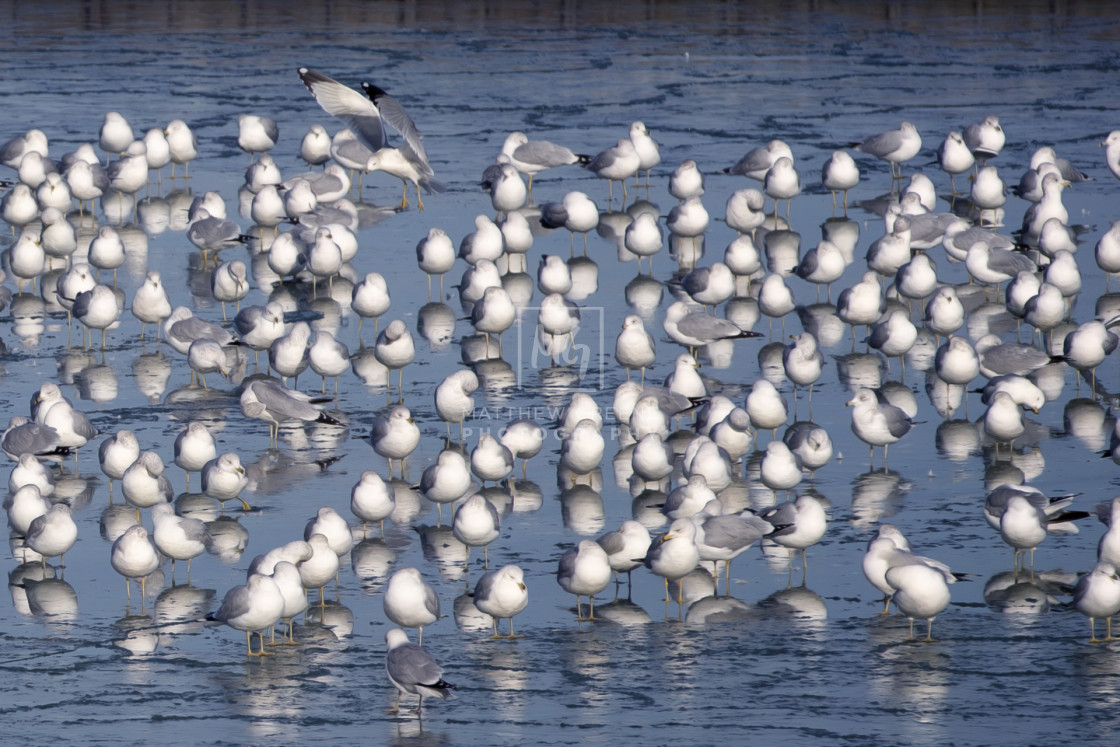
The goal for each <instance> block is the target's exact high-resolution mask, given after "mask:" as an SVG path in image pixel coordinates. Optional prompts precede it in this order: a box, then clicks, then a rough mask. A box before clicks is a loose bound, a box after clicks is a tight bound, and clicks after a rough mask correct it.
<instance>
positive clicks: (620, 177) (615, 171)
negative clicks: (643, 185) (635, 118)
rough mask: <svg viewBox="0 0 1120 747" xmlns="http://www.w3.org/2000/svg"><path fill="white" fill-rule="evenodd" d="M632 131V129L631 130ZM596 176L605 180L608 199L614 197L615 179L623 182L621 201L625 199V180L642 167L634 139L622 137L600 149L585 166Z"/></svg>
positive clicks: (641, 156)
mask: <svg viewBox="0 0 1120 747" xmlns="http://www.w3.org/2000/svg"><path fill="white" fill-rule="evenodd" d="M632 131H633V130H632ZM586 168H587V169H588V170H589V171H591V172H594V174H595V175H596V176H597V177H599V178H601V179H606V180H607V192H608V199H614V184H615V181H622V183H623V202H625V200H626V194H627V193H626V180H627V179H629V178H631V177H632V176H635V175H636V174H637V172H638V171H640V170H641V168H642V156H641V155H640V153H638V152H637V148H635V147H634V141H633V140H631V139H629V138H623V139H622V140H619V141H618V142H617V143H616V144H614V146H610V147H609V148H607V149H606V150H603V151H600V152H599V153H598V155H597V156H596V157H595V158H592V159H591V160H590V161H589V162H588V164H587V167H586Z"/></svg>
....
* THE PROBLEM *
Reproduce every line of the items above word for word, leaving out the pictures.

* REPLY TO THE EXERCISE *
The goal for each <instance> block is the target's exact high-resolution mask, given after "mask:" as an SVG path in image pixel coordinates. Optional prompts precede it in this order: a box, then clicks, then a rough mask. A box before clicks is a loose bound, a box after clicks is a tight bound, and clicks after a rough mask correct it.
<instance>
positive clicks: (620, 177) (615, 171)
negative clicks: (643, 185) (635, 118)
rough mask: <svg viewBox="0 0 1120 747" xmlns="http://www.w3.org/2000/svg"><path fill="white" fill-rule="evenodd" d="M632 131V129L631 130ZM596 176L605 180L608 199L614 197L615 179L623 182L621 201L625 199V180L642 167L634 139L622 137L600 149L585 166Z"/></svg>
positive clicks: (641, 156)
mask: <svg viewBox="0 0 1120 747" xmlns="http://www.w3.org/2000/svg"><path fill="white" fill-rule="evenodd" d="M632 131H633V130H632ZM586 168H587V169H588V170H589V171H591V172H594V174H595V175H596V176H597V177H599V178H601V179H606V180H607V192H608V199H614V184H615V181H622V183H623V202H625V200H626V194H627V193H626V180H627V179H629V178H631V177H632V176H635V175H636V174H637V172H638V171H640V170H641V168H642V156H641V155H640V153H638V152H637V148H635V147H634V141H633V140H631V139H629V138H623V139H622V140H619V141H618V142H617V143H616V144H614V146H610V147H609V148H607V149H606V150H603V151H600V152H599V153H598V155H597V156H596V157H595V158H592V159H591V160H590V161H589V162H588V164H587V167H586Z"/></svg>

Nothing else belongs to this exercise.